Required tasks:
a – Using the passage on Super Bowl advertising, answer each question briefly:
(i) How much do corporations pay for a 30-second spot?
(ii) What are those corporations guaranteed in return?
(iii) What short reply does the passage give to "Does advertising work?"
b – In one to three sentences, state the reasoning the passage on Super Bowl advertising offers for its claim that advertising works.
c – Write the next part of the passage on Super Bowl advertising, starting after its final question.

— begin Given passage —

Super Bowl Ads and the Morality of Advertising
It’s Super Bowl week and the air waves are buzzing with talk
and previews of some of the multi-million dollar TV ads that will be appearing
during the broadcast of the Super Bowl.
Why do corporations pay 4 million dollars for a 30 second spot? Well, the obvious answer is that they are
guaranteed the largest viewing audience of the year.
But a more basic question is this: Does the advertising work? Does it move people to go out and buy the
products that are being advertised? And
this is a question that applies not just to Super Bowl ads but to most
advertising. Do people buy stuff—stuff
they did not plan on buying, stuff they did not realize they needed--because
they see/hear/read ads?
Does advertising work? Of course! Would tough-minded,
bottom-line oriented businesses spend $4 million for a half minute if they were
not certain that it works?
The still more important question is this: What does advertising do to us?

— end Given passage —
— begin Supplied records —

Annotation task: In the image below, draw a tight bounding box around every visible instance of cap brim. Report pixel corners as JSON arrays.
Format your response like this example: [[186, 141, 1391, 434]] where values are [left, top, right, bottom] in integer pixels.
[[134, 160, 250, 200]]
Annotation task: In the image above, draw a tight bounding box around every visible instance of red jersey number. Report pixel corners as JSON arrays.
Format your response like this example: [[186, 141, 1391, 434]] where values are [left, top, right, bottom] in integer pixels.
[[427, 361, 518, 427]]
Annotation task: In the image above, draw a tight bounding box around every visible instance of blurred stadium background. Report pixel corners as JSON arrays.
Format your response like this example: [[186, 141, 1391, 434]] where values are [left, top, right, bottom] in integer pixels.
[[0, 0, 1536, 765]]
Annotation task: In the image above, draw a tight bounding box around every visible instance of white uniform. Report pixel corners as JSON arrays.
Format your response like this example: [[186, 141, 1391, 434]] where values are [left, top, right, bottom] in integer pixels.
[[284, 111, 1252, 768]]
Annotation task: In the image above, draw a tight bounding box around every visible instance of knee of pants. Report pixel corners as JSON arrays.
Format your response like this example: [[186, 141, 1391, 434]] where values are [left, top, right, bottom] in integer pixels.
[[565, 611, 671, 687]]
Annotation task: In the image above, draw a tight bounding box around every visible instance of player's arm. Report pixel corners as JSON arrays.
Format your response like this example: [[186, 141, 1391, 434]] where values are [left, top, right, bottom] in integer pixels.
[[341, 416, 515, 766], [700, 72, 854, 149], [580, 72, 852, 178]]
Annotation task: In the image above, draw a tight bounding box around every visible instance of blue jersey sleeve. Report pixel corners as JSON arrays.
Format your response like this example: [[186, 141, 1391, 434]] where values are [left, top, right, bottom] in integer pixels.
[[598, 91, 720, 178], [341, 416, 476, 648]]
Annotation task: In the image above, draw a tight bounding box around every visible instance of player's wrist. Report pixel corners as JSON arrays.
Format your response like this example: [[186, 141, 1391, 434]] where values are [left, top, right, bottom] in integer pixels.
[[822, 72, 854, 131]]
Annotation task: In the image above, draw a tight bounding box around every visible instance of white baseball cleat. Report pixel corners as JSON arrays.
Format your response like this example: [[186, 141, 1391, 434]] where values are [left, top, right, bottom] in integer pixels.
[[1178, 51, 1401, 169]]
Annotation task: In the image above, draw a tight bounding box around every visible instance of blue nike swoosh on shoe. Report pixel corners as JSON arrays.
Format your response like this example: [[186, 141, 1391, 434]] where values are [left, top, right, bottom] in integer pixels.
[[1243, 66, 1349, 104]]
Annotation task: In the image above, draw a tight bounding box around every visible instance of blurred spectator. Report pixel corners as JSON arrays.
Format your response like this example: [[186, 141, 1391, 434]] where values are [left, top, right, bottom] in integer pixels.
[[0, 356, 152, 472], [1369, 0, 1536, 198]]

— end Supplied records —

In response:
a –
(i) 4 million dollars.
(ii) The largest viewing audience of the year.
(iii) "Of course!"

b – The passage argues that tough-minded, bottom-line oriented businesses would not spend $4 million on a half-minute spot unless they were certain it works. Their willingness to pay that price is taken as evidence of the ads' effectiveness.

c –
Fifty-seven years
ago, in 1957, a man by the name of Vance Packard wrote a book in which he
“exposed” the hidden psychological techniques advertisers were beginning to use
to persuade people to buy stuff. Packard
describes how motivational research in the forties and fifties was used to
market to peoples’ hidden needs. Appeals
to such needs as ego gratification, power, and upward mobility, assurance of
sexual attractiveness, and assurance of worth became standard appeals employed
by the “Mad Men” marketers.
Packard warned of the dangers of exploiting these deep
seated needs. What is the morality of
“encouraging non-rational and impulsive buying?” What is the morality of “playing upon hidden
weaknesses and frailties to sell products?”
What is the morality of “manipulating the desires of small
children?” What is the morality of “exploiting
our deepest sexual sensitivities and yearnings for commercial purposes?” What is the morality of encouraging “an
attitude of wastefulness toward natural resources by encouraging the
psychological obsolescence of products already in use?”
These were questions that many academics and even
advertising people were asking in the post-war boom of advertising and
consumerism. Almost nobody seems to be
asking them today. In fact, younger
generations are so accustomed to swimming in the water of consumerism that they
don’t realize it is the water that they swim in. Consumerism has become the great good thing
which brings joy to the individuals and prosperity and well-being to the
nations which consumes the most.
(Next George Will vs. Vance Packard)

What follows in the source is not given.